→ **RECORD EXTRACTS**
# # # # # # #

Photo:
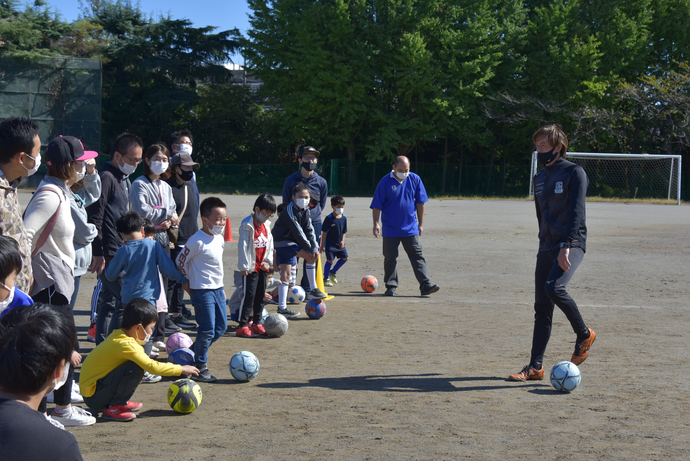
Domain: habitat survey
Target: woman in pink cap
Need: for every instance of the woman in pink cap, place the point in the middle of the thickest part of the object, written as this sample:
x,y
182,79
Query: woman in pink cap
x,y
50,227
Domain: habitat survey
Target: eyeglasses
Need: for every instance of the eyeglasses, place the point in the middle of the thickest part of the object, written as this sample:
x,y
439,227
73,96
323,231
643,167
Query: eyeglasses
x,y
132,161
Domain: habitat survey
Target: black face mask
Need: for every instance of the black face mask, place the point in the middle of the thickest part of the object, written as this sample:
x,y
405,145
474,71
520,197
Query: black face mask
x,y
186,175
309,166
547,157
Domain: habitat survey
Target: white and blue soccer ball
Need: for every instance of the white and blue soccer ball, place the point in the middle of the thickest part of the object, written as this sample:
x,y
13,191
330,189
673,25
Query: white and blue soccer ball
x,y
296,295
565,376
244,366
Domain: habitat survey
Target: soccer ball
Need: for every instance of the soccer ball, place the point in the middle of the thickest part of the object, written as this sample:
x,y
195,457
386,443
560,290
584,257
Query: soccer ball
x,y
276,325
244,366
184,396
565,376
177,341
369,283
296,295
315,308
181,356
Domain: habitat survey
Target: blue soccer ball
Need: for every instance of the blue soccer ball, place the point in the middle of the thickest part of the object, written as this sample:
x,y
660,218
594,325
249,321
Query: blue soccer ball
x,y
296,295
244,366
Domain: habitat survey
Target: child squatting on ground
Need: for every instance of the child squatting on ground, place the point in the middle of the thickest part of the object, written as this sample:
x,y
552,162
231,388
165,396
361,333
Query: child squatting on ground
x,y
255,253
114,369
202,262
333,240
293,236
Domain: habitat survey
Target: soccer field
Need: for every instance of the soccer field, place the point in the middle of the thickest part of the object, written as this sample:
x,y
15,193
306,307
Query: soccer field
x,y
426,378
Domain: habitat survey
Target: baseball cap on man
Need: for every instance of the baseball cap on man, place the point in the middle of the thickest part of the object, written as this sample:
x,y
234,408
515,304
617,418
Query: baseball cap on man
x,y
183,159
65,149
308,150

# # # # # # #

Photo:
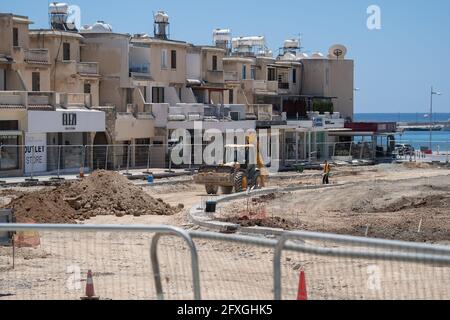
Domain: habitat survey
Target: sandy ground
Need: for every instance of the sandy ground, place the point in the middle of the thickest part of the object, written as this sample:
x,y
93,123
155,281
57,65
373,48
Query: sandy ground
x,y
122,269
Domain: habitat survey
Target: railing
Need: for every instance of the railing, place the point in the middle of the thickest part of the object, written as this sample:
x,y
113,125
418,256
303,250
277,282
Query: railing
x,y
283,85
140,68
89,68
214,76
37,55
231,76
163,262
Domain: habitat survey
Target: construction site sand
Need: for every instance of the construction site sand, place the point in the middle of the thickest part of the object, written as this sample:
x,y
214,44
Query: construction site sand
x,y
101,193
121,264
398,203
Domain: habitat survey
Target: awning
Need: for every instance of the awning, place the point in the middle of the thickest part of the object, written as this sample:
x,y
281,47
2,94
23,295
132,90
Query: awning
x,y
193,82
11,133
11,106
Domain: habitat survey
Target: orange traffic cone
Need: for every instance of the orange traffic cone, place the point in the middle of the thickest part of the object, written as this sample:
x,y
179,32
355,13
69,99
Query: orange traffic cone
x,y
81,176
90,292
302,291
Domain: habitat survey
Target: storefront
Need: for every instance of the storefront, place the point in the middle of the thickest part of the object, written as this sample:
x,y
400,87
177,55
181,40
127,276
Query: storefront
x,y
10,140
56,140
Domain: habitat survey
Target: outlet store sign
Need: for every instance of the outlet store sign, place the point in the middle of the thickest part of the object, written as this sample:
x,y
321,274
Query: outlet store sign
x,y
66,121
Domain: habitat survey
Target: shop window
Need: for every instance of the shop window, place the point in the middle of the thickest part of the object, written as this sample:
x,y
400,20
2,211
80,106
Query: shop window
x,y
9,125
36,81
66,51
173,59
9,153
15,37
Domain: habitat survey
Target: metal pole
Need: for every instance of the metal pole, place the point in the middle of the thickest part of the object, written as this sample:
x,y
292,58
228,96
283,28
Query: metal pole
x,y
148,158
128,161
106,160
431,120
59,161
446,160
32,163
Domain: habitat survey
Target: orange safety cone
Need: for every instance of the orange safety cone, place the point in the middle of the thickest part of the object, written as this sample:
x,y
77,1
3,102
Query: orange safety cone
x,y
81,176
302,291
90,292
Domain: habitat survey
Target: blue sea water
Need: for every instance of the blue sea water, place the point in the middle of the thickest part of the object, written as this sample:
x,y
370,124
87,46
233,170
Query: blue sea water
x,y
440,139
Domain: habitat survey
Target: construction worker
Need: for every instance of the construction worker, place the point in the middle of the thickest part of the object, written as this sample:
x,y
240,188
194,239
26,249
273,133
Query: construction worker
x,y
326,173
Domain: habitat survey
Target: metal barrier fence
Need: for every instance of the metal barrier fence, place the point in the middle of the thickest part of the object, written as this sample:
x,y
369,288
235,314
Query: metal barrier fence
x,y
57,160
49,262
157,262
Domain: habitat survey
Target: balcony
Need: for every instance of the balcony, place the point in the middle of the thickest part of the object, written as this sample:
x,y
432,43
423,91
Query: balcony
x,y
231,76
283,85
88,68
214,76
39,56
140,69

# # # # # # #

→ **WORK REQUEST**
One stretch of the lines above is wanted, from the line that contains "Target: child squatting on ground" through the line that contains "Need: for every instance of the baseball". Output it exactly.

→ **RESULT**
Target: child squatting on ground
Need: for every instance of the child squatting on ground, place the point in the middle of the thickest part of the object, written as this sample:
x,y
552,162
231,388
165,396
361,333
Query: child squatting on ground
x,y
255,253
114,369
202,262
333,240
293,236
Domain: habitat survey
Target: soccer field
Need: for every instance of the soccer field, place the point in the middle of the thickest part of the object, written as this sample:
x,y
15,193
306,307
Query: soccer field
x,y
426,378
Domain: habitat survey
Target: baseball cap on man
Need: for every instance of the baseball cap on man, place the point in the middle of the thickest part of the object, written as this sample:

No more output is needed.